## Material for this exercise
────────
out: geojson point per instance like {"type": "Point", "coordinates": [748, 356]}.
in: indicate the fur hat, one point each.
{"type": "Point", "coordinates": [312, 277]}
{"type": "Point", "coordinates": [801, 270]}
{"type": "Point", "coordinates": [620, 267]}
────────
## Exercise instructions
Retype the listing exactly, in full.

## Task response
out: geojson point per instance like {"type": "Point", "coordinates": [748, 356]}.
in: indicate the fur hat, one point each.
{"type": "Point", "coordinates": [312, 277]}
{"type": "Point", "coordinates": [801, 270]}
{"type": "Point", "coordinates": [620, 267]}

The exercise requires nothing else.